# EXERCISE DETAILS
Write out the material below word for word, but leave out the pictures.

===== RECORDS SUPPLIED

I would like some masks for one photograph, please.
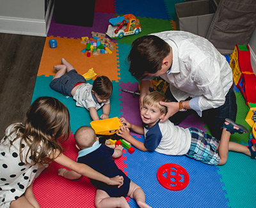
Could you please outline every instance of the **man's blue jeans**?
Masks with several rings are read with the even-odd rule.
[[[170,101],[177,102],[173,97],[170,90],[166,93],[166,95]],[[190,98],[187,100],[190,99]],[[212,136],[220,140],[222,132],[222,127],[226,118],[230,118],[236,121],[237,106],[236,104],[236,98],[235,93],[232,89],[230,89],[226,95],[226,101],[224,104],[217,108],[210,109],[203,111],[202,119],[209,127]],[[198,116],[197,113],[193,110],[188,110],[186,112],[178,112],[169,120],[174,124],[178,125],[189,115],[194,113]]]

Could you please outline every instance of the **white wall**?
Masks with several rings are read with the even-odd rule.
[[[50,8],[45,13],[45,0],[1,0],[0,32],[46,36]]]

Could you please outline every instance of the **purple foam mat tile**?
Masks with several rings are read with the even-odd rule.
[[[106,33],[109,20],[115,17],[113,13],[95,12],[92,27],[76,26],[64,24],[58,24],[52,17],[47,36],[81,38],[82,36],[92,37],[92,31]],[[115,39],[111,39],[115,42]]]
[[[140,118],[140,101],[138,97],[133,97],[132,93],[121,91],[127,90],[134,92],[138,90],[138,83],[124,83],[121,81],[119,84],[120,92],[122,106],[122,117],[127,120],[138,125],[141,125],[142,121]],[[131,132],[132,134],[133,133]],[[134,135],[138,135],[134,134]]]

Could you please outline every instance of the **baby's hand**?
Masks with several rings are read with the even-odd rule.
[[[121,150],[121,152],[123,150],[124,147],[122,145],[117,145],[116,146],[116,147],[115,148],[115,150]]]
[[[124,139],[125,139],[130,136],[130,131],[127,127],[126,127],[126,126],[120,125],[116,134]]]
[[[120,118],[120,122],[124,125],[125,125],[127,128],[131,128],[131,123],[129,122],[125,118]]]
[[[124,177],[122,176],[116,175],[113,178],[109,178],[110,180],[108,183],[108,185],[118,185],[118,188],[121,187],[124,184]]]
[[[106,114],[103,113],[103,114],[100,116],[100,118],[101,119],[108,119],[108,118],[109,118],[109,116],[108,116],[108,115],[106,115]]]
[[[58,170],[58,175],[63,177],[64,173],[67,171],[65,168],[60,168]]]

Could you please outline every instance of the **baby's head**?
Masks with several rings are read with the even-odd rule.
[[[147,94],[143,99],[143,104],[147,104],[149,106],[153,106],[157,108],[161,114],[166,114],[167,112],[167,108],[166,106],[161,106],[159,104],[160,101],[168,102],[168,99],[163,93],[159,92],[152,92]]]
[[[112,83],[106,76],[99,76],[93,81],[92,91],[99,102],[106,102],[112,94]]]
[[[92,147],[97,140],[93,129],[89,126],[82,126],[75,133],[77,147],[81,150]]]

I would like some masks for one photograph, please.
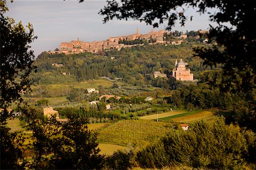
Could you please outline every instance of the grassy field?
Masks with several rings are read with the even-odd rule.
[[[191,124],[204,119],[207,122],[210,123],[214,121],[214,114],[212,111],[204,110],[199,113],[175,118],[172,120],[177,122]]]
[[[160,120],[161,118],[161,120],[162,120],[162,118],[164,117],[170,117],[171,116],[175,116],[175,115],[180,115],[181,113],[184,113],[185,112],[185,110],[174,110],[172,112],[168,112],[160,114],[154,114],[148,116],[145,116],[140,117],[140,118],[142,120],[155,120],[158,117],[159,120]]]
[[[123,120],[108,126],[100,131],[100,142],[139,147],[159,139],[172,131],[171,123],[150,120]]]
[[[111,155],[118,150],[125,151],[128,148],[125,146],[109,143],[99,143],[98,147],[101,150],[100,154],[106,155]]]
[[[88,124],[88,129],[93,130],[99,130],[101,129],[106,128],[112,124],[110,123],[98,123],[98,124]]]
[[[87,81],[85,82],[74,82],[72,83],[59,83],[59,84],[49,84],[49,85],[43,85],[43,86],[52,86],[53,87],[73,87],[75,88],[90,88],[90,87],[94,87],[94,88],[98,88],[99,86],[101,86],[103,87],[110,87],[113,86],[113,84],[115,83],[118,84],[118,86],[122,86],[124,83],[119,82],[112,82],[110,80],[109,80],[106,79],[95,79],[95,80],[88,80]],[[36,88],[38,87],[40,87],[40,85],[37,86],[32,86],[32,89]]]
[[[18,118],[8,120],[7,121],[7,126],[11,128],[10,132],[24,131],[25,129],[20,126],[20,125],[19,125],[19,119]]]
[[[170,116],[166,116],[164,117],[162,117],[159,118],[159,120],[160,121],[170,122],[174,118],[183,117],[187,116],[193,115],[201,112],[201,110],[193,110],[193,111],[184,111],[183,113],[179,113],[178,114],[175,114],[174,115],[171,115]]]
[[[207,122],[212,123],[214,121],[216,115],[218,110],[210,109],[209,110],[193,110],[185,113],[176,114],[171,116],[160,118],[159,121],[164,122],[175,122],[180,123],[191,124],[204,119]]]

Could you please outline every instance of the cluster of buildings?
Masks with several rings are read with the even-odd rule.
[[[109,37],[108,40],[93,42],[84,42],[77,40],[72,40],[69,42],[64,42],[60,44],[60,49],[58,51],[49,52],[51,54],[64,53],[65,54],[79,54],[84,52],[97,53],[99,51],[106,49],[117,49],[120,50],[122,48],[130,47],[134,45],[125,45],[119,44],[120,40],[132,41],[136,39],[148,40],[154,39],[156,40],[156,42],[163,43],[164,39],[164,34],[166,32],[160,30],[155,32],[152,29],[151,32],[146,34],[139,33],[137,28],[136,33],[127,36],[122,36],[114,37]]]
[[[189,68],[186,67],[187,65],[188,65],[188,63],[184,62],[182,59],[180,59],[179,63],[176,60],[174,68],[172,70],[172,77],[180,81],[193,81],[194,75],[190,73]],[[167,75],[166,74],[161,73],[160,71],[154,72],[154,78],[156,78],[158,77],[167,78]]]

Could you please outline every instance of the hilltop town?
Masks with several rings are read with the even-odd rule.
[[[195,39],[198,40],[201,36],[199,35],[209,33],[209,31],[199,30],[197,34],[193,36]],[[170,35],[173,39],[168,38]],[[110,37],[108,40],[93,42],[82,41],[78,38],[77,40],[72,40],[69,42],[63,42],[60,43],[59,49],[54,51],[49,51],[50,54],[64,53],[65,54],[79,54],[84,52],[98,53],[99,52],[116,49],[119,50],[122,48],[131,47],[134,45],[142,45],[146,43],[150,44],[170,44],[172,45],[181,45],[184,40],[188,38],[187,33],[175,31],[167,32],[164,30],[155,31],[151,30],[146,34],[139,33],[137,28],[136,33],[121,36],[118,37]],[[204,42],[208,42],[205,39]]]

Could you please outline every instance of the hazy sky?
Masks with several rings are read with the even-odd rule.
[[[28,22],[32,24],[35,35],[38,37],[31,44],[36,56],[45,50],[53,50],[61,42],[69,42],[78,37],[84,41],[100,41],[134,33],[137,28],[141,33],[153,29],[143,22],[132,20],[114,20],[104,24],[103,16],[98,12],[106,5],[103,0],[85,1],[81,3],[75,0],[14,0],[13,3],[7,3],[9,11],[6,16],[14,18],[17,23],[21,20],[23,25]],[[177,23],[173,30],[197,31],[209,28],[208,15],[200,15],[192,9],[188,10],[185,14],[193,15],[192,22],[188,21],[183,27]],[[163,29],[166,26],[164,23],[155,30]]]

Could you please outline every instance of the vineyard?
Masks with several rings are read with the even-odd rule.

==========

# REPLY TO THE TASK
I would like some masks for one photograph, please.
Could you please outline every instance of the **man's blue jeans**?
Masks with several rings are read with the even-odd rule.
[[[170,101],[177,102],[173,97],[170,90],[166,93],[166,95]],[[190,98],[187,100],[190,99]],[[212,136],[220,140],[222,132],[222,127],[226,118],[230,118],[236,121],[237,106],[236,104],[236,98],[235,93],[232,89],[230,89],[226,95],[226,101],[224,104],[217,108],[210,109],[203,111],[202,119],[209,127]],[[198,116],[197,113],[193,110],[188,110],[186,112],[178,112],[169,120],[174,124],[178,125],[189,115],[194,113]]]

Could you please outline every instance of the **white wall**?
Masks with several rings are read with the even-odd rule.
[[[50,8],[45,13],[45,0],[1,0],[0,32],[46,36]]]

Could you please outline every instance of the **purple foam mat tile**?
Masks with several rings are read with the even-odd rule.
[[[106,33],[109,20],[115,17],[113,13],[95,12],[92,27],[76,26],[64,24],[58,24],[52,17],[47,36],[81,38],[82,36],[92,37],[92,31]],[[115,39],[111,39],[115,42]]]
[[[140,118],[140,101],[138,97],[133,97],[132,93],[121,91],[127,90],[134,92],[138,90],[138,83],[124,83],[121,81],[119,84],[120,92],[122,106],[122,117],[127,120],[138,125],[141,125],[142,121]],[[131,132],[132,134],[133,133]],[[134,135],[138,135],[134,134]]]

Could you please outline every instance of the **baby's hand**?
Masks with several rings are read with the even-odd rule.
[[[121,150],[121,152],[123,150],[124,147],[122,145],[117,145],[116,146],[116,147],[115,148],[115,150]]]
[[[124,139],[125,139],[130,136],[130,131],[127,127],[126,127],[126,126],[120,125],[116,134]]]
[[[120,118],[120,122],[124,125],[125,125],[127,128],[131,128],[131,123],[129,122],[125,118]]]
[[[124,177],[122,176],[116,175],[113,178],[109,178],[110,180],[108,183],[108,185],[118,185],[118,188],[121,187],[124,184]]]
[[[106,114],[103,113],[103,114],[100,116],[100,118],[101,119],[108,119],[108,118],[109,118],[109,116],[108,116],[108,115],[106,115]]]
[[[58,170],[58,175],[63,177],[64,173],[67,171],[65,168],[60,168]]]

Could you please outline every instance of the **baby's head**?
Masks with several rings are read with the even-odd rule.
[[[147,94],[143,99],[143,104],[147,104],[149,106],[153,106],[157,108],[161,114],[166,114],[167,112],[167,108],[166,106],[161,106],[159,104],[160,101],[168,102],[168,99],[163,93],[159,92],[152,92]]]
[[[112,83],[106,76],[99,76],[93,81],[92,91],[99,102],[106,102],[112,94]]]
[[[92,147],[97,140],[93,129],[89,126],[82,126],[75,133],[77,147],[81,150]]]

I would like some masks for one photograph, please.
Could you please outline every instance of the grassy field?
Masks with several rings are read with the even-odd rule.
[[[191,124],[204,119],[207,122],[210,123],[214,121],[214,114],[212,111],[204,110],[199,113],[175,118],[172,120],[177,122]]]
[[[160,120],[161,118],[161,120],[162,120],[162,118],[164,117],[170,117],[171,116],[175,116],[175,115],[180,115],[181,113],[184,113],[185,112],[185,110],[174,110],[172,112],[168,112],[160,114],[154,114],[148,116],[145,116],[140,117],[140,118],[142,120],[155,120],[158,117],[159,120]]]
[[[123,120],[108,126],[100,131],[100,142],[139,147],[159,139],[172,131],[171,123],[150,120]]]
[[[111,155],[118,150],[125,151],[128,148],[125,146],[109,143],[99,143],[98,147],[101,150],[100,154],[106,155]]]
[[[88,124],[88,129],[93,130],[99,130],[101,129],[106,128],[112,124],[110,123],[98,123],[98,124]]]
[[[87,81],[85,82],[74,82],[72,83],[59,83],[59,84],[49,84],[49,85],[43,85],[43,86],[52,86],[53,87],[73,87],[75,88],[90,88],[90,87],[94,87],[94,88],[98,88],[99,86],[101,86],[103,87],[110,87],[113,86],[113,84],[115,83],[118,84],[118,86],[122,86],[124,83],[119,82],[112,82],[110,80],[109,80],[106,79],[95,79],[95,80],[88,80]],[[36,88],[38,87],[40,87],[40,85],[37,86],[32,86],[32,89]]]
[[[18,118],[8,120],[7,121],[7,126],[11,128],[10,132],[24,131],[25,129],[20,126],[20,125],[19,125],[19,119]]]
[[[170,116],[166,116],[164,117],[162,117],[159,118],[159,120],[160,121],[170,122],[174,118],[183,117],[187,116],[193,115],[201,112],[201,110],[193,110],[193,111],[184,111],[183,113],[179,113],[178,114],[175,114],[174,115],[171,115]]]
[[[207,122],[212,123],[214,121],[216,115],[218,110],[210,109],[209,110],[193,110],[185,113],[176,114],[171,116],[160,118],[159,121],[164,122],[175,122],[180,123],[191,124],[204,119]]]

Could you please outline every instance of the cluster of buildings?
Masks with several rings are read with the even-odd rule.
[[[109,37],[108,40],[93,42],[84,42],[77,40],[72,40],[69,42],[64,42],[60,44],[60,49],[58,51],[49,52],[51,54],[64,53],[65,54],[79,54],[84,52],[97,53],[99,51],[106,49],[117,49],[120,50],[122,48],[130,47],[134,45],[125,45],[119,44],[120,40],[132,41],[136,39],[148,40],[154,39],[156,40],[156,42],[163,43],[164,39],[164,34],[166,32],[160,30],[155,32],[152,29],[151,32],[146,34],[139,33],[137,28],[136,33],[127,36],[122,36],[114,37]]]
[[[189,68],[186,67],[187,65],[188,65],[188,63],[184,62],[182,59],[180,59],[179,63],[176,60],[174,68],[172,70],[172,77],[180,81],[193,81],[194,75],[190,73]],[[167,75],[166,74],[161,73],[160,71],[154,72],[154,78],[156,78],[158,77],[167,78]]]

Could you please outline every instance of the hilltop town?
Masks with several rings are read with the even-odd rule.
[[[195,39],[198,40],[201,36],[199,35],[209,33],[209,31],[199,30],[197,34],[193,36]],[[170,35],[173,39],[168,38]],[[110,37],[108,40],[93,42],[82,41],[78,38],[77,40],[72,40],[69,42],[63,42],[60,43],[59,49],[54,51],[49,51],[50,54],[64,53],[65,54],[79,54],[84,52],[98,53],[99,52],[116,49],[119,50],[122,48],[131,47],[134,45],[142,45],[146,43],[150,44],[170,44],[172,45],[181,45],[184,40],[188,38],[187,33],[175,31],[167,32],[164,30],[155,31],[151,30],[146,34],[139,33],[137,28],[136,33],[121,36],[118,37]],[[204,42],[208,42],[205,39]]]

Could you please outline every instance of the hazy sky?
Masks with several rings are read with the even-odd rule.
[[[28,22],[32,24],[35,35],[38,37],[31,44],[36,56],[45,50],[53,50],[61,42],[69,42],[78,37],[84,41],[100,41],[134,33],[137,28],[141,33],[153,29],[143,22],[132,20],[114,20],[104,24],[103,16],[98,12],[106,5],[103,0],[85,1],[81,3],[75,0],[14,0],[13,3],[7,3],[9,11],[6,16],[14,18],[17,23],[21,20],[23,25]],[[177,23],[173,30],[197,31],[209,28],[208,15],[200,15],[192,9],[188,10],[185,14],[193,15],[192,22],[188,21],[183,27]],[[163,29],[166,26],[164,23],[155,30]]]

Could you please outline every instance of the vineyard?
Masks with several rings are read with the even-odd rule.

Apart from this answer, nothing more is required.